# [Verilen görev A]
Aşağıdaki mahkeme kararında "BAŞKAN : … (…)" sözleriyle başlayıp "DAVALI : ….." ile biten kısmı aynen yeniden verin.
# [Verilen görev B]
Aşağıdaki mahkeme kararına göre şu soruları yanıtlayın:
(i) İstinaf başvurusuna konu olan kararı hangi mahkeme vermiştir?
(ii) Davanın konusu nedir?
(iii) Davacı, davalıdan kaç TL tazminatın tahsilini istemiştir?

── Seçilen bölüm

Emsal Mahkeme Kararı Gaziantep Bölge Adliye Mahkemesi 17. Hukuk Dairesi 2020/1993 E. 2022/1863 K. 20.10.2022 T.

Görüntülediğiniz mahkeme kararı henüz kesinleşmemiştir. Yararlı olması amacıyla eklenmiştir.

T.C. GAZİANTEP BAM 17. HUKUK DAİRESİ
T.C.
GAZİANTEP
BÖLGE ADLİYE MAHKEMESİ
17. HUKUK DAİRESİ

ESAS NO : 2020/1993
KARAR NO : 2022/1863

T Ü R K M İ L L E T İ A D I N A
B Ö L G E A D L İ Y E M A H K E M E S İ K A R A R I

BAŞKAN : … (…)
ÜYE : … (…)
ÜYE : … (…)
KATİP : … (…)

İNCELENEN KARARIN
MAHKEMESİ : GAZİANTEP 1. ASLİYE TİCARET MAHKEMESİ
TARİHİ : 24/02/2020
NUMARASI : 2018/1547 Esas- 2020/196 Karar
DAVACI : … -..
VEKİLİ : Av. …
DAVALI : …..
VEKİLLERİ :Av. … …
Av. ….
İHBAR OLUNAN :…
DAVANIN KONUSU : Tazminat
KARAR TARİHİ : 20/10/2022
GEREKÇELİ KARARIN YAZILDIĞI TARİH : 20/10/2022

Gaziantep 1. Asliye Ticaret Mahkemesi’nin 24/02/2020 tarih ve 2018/1547 esas ve 2020/196 karar sayılı kararı aleyhine davacı vekili istinaf başvurusunda bulunduğundan dosyanın yapılan incelemesi sonunda;
GEREĞİ DÜŞÜNÜLDÜ;
Davacı vekili dava dilekçesinde özetle; Müvekkiline ait davalı şirket nezdinde sigortalı …. plaka sayılı aracın 2007 yılında trafik kazası nedeniyle hasar gördüğünü, aracın….. tarafından tamir edildiğini, tamirat sırasında müvekkiline yetkili acente tarafından bir takım evraklar imzalatıldığını ve aracın teslim edildiğini, müvekkilinden hiçbir bedel talep edilmediğini, aracın tamir ve tesliminden bir yıl sonra ….Tic. San. A.Ş. tarafından tamirat bedeline ilişkin müvekkili aleyhine icra takibinde bulunulduğunu, takibe itirazları üzerine ……Asliye Hukuk Mahkemesinde aleyhlerine itirazın iptali davası açıldığını, söz konusu davanın …… Sigorta A.Ş. ve…….Sigorta Aracılık Hizmetleri Ltd. Şti. ‘ne ihbar edildiğini, dosyadaki belgelerden ve ihbar olunanların verdiği cevaplardan, ……Sigorta A.Ş. ‘nin taraflarına ya da aracın onarımını yapan yetkili servise ödemesi gereken tamirat bedelini acentesi….Sigorta Aracılık Hizmetleri Ltd. Şti.’den olan alacağına mahsup ettiğini ve bu acentenin de tamirat bedelini çek ile ödediğinin ortaya çıktığını, söz konusu çekin karşılıksız çıkmasına müteakip de yetkili servisin araç sahibi hakkında icra takibinde bulunduğunu davanın müvekkili aleyhine sonuçlandığını, kararın Yargıtay Hukuk Dairesi tarafından da onandığını, hükmedilen tazminatın müvekkili tarafından alacaklıya ödendiğini, davalının sigorta poliçesi ile üstlendiği rizikoyu sigorta ettirene ya da aracı tamir edene ödemesi gerekirken yetkili acentesinin alacağına mahsup ettiğini ve müvekkilini zarara uğrattığını belirterek müvekkilinin sigortalı aracının tamiri nedeniyle ödemek zorunda olmadığı halde ödediği 10.000-TL tazminatın davalıdan tahsiline karar verilmesini talep ve dava etmiştir.

────
── Sağlanan veriler

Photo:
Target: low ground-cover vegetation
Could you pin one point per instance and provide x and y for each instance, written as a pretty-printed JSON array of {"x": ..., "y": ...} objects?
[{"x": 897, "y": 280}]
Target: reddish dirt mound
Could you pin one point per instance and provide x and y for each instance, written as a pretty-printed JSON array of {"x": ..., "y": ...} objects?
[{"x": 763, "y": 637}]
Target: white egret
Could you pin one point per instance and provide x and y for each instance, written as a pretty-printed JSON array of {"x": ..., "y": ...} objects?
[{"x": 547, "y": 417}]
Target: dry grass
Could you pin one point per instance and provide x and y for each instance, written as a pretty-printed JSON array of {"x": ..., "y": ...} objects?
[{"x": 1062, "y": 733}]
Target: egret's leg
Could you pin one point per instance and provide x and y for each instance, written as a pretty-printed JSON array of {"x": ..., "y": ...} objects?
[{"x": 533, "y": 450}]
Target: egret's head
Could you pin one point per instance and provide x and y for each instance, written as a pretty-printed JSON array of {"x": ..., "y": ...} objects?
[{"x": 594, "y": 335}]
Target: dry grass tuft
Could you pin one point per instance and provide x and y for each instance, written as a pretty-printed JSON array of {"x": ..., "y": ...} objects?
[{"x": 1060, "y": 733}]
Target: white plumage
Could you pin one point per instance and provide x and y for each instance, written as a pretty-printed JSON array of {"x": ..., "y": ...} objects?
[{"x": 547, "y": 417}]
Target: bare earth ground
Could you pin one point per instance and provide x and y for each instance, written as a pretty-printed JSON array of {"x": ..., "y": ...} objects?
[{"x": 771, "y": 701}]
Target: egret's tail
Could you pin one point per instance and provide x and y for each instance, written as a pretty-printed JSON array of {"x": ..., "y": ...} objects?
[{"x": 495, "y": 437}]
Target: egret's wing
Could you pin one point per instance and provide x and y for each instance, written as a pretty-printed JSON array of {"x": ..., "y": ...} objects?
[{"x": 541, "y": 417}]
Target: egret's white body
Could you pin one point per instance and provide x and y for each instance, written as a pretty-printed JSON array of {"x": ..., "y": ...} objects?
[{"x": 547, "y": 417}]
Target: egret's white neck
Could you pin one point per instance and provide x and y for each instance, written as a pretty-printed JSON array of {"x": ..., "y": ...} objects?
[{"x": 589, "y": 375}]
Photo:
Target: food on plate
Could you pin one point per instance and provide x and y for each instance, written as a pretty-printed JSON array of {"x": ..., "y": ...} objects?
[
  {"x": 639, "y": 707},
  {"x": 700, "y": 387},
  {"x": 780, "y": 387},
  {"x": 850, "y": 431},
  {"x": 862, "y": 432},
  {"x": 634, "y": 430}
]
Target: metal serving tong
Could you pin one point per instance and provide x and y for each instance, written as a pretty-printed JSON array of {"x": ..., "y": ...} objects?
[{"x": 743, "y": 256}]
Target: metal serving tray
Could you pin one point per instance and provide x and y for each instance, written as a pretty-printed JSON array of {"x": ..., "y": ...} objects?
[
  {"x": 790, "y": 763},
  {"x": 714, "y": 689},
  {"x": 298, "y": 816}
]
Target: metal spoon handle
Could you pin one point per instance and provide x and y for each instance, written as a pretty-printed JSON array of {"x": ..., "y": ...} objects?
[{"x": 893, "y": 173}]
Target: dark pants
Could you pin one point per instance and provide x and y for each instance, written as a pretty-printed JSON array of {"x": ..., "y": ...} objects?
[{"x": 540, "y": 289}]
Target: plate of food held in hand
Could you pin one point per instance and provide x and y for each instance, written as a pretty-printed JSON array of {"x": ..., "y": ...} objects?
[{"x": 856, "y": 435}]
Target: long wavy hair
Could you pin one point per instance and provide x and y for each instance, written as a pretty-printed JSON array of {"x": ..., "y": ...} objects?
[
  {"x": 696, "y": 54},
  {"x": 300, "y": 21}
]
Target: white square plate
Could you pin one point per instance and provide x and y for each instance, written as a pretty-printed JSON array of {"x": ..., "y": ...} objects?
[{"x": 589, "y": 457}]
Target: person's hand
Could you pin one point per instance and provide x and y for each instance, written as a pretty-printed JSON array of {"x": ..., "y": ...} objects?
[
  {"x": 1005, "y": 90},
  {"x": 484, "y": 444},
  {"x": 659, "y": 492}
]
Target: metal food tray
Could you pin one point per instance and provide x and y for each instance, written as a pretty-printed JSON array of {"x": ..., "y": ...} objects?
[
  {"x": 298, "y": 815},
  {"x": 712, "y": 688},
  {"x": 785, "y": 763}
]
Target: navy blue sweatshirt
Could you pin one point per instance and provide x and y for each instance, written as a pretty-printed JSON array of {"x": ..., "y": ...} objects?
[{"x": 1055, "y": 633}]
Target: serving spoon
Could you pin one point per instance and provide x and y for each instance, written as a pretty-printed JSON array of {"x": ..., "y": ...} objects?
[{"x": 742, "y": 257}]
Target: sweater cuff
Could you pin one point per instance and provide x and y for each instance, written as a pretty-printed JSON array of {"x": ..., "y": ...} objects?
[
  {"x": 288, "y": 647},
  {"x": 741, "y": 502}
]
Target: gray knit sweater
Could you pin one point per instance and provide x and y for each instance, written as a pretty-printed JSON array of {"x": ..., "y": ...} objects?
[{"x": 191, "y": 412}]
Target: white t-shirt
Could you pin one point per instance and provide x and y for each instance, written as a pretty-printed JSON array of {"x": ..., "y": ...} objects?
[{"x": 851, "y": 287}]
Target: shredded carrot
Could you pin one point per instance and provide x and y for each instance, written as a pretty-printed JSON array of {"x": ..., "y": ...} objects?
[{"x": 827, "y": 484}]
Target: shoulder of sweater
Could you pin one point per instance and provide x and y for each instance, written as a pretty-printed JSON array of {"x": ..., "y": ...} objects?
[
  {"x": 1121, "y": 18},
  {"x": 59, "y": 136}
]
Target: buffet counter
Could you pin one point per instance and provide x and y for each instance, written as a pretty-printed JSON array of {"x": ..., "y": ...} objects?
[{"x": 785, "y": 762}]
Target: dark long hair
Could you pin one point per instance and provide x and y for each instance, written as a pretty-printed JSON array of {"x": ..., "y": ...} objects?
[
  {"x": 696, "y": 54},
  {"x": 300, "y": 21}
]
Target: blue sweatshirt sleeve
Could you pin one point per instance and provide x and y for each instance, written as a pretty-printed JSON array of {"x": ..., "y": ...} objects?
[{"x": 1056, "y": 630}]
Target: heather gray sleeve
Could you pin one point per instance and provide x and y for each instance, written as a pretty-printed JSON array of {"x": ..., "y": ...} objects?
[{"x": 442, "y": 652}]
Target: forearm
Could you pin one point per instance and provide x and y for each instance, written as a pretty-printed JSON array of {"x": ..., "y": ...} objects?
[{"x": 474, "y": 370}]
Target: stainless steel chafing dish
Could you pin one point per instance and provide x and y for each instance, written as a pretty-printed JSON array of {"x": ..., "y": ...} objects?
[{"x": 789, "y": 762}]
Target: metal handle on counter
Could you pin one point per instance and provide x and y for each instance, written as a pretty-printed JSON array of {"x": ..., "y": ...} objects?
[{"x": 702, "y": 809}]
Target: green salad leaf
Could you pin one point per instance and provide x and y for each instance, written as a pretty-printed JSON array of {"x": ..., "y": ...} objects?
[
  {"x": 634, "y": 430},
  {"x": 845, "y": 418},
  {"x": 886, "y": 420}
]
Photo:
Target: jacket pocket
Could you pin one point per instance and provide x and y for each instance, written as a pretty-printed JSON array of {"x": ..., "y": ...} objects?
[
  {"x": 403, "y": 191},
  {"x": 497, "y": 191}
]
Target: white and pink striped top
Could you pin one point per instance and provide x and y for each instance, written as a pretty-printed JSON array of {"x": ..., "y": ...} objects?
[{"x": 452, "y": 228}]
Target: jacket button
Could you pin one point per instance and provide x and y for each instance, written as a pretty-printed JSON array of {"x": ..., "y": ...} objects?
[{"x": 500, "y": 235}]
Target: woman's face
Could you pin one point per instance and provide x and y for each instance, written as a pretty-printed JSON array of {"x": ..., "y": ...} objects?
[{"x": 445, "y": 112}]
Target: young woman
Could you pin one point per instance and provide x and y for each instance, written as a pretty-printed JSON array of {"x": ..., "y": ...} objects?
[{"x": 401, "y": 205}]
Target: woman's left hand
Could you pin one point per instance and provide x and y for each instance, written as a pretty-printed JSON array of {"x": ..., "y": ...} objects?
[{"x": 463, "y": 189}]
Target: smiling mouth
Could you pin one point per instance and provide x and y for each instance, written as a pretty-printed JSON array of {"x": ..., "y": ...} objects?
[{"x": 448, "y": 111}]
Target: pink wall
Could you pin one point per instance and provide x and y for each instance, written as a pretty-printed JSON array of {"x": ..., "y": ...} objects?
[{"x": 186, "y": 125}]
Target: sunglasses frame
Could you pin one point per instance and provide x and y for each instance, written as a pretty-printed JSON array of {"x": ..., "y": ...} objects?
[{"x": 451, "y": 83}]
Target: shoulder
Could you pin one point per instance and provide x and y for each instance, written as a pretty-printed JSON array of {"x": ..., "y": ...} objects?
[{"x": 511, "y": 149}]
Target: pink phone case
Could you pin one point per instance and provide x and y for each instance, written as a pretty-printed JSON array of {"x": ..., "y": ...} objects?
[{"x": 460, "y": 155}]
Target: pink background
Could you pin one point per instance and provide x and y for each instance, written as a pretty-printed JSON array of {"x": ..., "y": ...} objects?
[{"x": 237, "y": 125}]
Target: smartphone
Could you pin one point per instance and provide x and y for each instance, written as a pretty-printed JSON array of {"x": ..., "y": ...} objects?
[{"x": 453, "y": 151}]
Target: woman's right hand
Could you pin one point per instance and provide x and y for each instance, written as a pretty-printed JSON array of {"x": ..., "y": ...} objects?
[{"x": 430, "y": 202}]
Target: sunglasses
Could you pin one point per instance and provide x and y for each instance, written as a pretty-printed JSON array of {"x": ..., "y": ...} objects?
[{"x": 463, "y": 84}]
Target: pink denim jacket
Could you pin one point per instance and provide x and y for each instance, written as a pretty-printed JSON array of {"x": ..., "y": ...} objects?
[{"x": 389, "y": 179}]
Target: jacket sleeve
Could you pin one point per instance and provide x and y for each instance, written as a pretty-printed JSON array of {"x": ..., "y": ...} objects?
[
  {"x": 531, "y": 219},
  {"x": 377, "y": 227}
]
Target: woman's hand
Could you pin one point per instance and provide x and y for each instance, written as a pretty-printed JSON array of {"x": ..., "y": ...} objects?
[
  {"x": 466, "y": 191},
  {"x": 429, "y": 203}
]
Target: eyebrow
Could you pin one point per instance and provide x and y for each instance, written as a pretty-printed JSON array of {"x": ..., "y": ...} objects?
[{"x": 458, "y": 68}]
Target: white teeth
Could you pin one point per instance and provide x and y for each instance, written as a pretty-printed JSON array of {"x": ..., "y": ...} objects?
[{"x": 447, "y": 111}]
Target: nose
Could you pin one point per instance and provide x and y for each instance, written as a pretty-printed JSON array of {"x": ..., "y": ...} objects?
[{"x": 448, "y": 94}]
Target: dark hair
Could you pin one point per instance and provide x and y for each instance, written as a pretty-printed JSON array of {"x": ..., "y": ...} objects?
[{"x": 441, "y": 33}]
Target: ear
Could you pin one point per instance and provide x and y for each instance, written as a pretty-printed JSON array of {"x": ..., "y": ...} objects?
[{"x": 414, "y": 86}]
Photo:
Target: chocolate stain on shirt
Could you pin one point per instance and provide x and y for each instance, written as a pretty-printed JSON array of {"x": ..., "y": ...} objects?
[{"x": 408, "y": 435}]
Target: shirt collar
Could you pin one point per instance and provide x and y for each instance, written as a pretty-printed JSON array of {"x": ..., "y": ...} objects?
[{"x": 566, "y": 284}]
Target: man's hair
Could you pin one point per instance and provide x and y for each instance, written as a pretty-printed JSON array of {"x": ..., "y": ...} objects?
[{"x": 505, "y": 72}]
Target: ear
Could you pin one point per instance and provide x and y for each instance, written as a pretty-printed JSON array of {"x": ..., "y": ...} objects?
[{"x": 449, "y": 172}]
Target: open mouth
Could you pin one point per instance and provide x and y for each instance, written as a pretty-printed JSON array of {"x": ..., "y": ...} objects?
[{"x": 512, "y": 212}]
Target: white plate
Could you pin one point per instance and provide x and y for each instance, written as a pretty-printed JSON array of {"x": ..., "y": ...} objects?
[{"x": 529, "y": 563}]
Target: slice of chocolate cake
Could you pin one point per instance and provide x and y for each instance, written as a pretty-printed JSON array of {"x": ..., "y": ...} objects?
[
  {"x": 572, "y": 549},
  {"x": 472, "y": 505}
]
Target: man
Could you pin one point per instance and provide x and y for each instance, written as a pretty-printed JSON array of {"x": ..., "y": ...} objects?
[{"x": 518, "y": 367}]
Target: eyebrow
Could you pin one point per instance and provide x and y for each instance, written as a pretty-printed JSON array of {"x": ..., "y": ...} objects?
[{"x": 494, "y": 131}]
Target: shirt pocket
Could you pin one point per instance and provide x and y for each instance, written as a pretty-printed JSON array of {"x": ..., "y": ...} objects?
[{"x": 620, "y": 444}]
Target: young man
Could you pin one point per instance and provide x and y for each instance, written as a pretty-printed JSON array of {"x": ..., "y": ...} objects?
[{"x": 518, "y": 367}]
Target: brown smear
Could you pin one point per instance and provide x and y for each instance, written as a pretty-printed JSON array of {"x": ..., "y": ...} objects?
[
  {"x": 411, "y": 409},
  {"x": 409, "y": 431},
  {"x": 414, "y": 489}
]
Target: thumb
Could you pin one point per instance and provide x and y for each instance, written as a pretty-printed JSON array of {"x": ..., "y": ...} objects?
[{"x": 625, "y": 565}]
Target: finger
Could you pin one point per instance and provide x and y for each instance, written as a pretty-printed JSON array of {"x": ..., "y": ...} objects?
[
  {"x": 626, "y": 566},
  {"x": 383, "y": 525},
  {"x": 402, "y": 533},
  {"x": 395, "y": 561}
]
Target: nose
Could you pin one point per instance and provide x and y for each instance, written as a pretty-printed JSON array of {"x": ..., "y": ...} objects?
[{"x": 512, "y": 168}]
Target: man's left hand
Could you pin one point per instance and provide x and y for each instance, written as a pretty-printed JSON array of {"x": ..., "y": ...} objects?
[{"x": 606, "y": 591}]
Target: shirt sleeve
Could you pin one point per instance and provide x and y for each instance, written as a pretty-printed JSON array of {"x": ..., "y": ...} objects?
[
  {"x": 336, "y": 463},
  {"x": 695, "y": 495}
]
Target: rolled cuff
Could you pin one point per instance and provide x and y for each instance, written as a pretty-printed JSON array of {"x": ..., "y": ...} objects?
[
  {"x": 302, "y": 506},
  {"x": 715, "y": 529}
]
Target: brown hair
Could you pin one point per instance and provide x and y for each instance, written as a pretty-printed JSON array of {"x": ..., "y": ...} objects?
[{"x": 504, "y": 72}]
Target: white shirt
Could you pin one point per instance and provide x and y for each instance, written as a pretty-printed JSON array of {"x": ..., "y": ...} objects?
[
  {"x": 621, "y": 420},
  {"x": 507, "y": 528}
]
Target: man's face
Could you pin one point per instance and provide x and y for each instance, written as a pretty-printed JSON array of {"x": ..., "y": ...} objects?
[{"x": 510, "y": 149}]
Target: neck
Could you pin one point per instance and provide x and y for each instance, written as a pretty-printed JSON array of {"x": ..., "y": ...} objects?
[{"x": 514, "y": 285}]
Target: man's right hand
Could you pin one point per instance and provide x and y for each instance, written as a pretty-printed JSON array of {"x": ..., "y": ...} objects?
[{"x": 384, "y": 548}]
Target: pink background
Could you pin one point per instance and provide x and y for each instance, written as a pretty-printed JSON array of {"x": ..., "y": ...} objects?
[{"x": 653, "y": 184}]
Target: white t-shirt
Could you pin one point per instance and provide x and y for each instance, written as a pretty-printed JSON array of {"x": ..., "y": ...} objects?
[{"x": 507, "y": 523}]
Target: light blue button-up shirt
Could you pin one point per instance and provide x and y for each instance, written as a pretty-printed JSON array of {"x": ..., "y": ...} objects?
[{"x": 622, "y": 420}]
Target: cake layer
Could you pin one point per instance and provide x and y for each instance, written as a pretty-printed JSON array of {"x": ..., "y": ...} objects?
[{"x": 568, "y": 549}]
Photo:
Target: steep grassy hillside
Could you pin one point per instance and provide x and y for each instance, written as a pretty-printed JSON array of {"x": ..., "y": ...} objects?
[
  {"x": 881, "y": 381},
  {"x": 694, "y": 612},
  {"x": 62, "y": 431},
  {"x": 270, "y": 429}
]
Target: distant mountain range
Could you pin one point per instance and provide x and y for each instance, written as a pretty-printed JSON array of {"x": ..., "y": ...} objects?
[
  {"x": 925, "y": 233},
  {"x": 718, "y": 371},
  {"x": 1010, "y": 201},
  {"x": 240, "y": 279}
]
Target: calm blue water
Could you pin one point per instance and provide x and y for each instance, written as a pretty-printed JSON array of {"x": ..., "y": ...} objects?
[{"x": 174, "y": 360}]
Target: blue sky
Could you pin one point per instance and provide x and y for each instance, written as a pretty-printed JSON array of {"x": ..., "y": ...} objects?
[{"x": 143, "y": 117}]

────

# [Tam yanıt A]
BAŞKAN : … (…)
ÜYE : … (…)
ÜYE : … (…)
KATİP : … (…)

İNCELENEN KARARIN
MAHKEMESİ : GAZİANTEP 1. ASLİYE TİCARET MAHKEMESİ
TARİHİ : 24/02/2020
NUMARASI : 2018/1547 Esas- 2020/196 Karar
DAVACI : … -..
VEKİLİ : Av. …
DAVALI : …..

# [Tam yanıt B]
(i) Gaziantep 1. Asliye Ticaret Mahkemesi
(ii) Tazminat
(iii) 10.000 TL